**Excerpts from a point labeling dataset**:

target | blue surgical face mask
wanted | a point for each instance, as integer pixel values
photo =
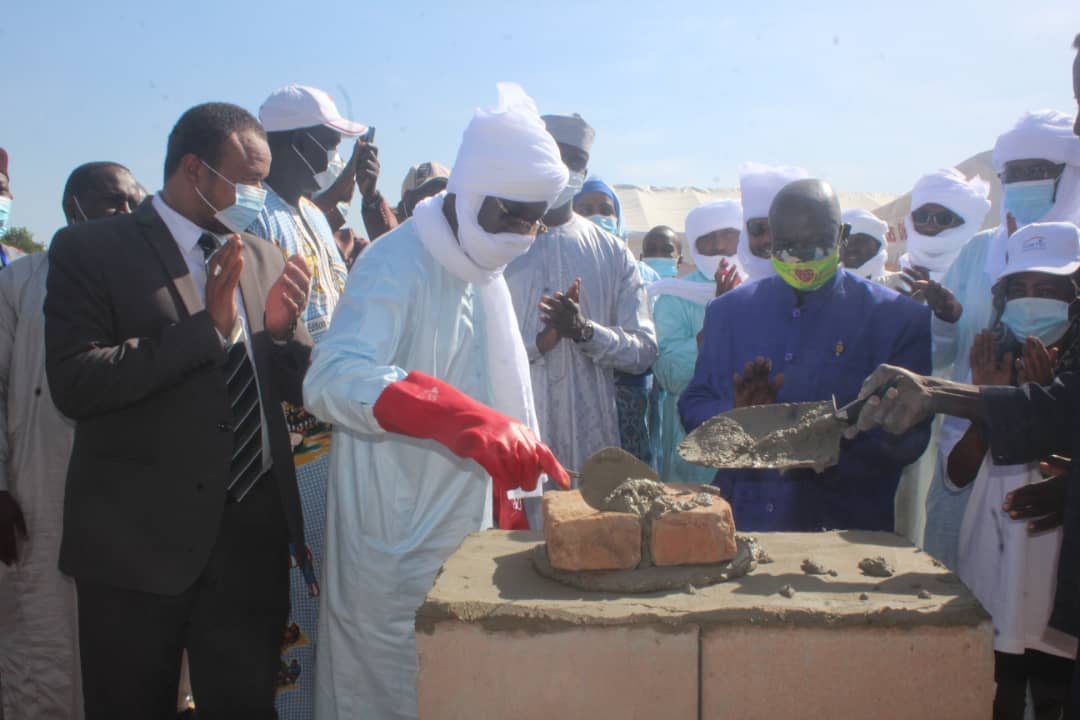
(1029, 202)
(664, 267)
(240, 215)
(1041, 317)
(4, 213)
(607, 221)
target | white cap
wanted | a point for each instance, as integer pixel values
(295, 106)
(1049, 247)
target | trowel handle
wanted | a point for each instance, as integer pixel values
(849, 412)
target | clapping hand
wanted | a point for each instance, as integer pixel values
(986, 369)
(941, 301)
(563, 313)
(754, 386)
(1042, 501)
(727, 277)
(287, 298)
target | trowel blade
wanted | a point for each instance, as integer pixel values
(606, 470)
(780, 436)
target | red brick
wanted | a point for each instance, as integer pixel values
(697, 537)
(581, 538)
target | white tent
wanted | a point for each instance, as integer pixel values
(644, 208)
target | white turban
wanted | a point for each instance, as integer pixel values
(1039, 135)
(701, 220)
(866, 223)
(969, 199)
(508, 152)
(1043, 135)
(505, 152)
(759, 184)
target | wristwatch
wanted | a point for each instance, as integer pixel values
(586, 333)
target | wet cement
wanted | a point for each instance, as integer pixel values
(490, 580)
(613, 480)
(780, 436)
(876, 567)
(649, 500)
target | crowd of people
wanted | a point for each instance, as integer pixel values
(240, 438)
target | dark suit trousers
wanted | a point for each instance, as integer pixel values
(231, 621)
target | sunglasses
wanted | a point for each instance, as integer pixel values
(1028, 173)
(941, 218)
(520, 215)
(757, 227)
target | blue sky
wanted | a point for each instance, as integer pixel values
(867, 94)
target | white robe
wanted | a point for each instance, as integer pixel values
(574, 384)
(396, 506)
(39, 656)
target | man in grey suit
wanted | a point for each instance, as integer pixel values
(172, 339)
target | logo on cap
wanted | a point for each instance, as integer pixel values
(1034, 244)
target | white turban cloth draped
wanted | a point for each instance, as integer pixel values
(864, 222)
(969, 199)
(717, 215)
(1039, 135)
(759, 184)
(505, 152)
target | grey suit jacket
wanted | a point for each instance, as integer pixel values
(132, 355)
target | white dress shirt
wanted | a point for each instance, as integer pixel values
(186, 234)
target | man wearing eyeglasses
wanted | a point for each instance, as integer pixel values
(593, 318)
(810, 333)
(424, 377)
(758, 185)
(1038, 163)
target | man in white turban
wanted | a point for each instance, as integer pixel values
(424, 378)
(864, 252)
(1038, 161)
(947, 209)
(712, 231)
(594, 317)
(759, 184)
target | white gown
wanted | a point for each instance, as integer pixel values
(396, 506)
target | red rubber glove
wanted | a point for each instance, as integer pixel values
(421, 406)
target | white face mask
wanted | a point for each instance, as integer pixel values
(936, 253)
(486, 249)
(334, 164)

**Exercise**:
Lay out the entries above as a JSON list of strings, one string per line with blank lines dropped, starting at the beginning of the entries and ending at the line that contains "(1049, 247)". Leave the pictures out of the answer.

**Problem solution**:
[
  "target | blue surgical face mask",
  "wanted | a point for each instance, as integer pixel values",
  "photo =",
  "(1029, 202)",
  "(664, 267)",
  "(240, 215)",
  "(1041, 317)",
  "(4, 213)",
  "(607, 221)",
  "target | white cap",
  "wanted | a point for each instance, as integer pixel values",
  "(295, 106)",
  "(1049, 247)"
]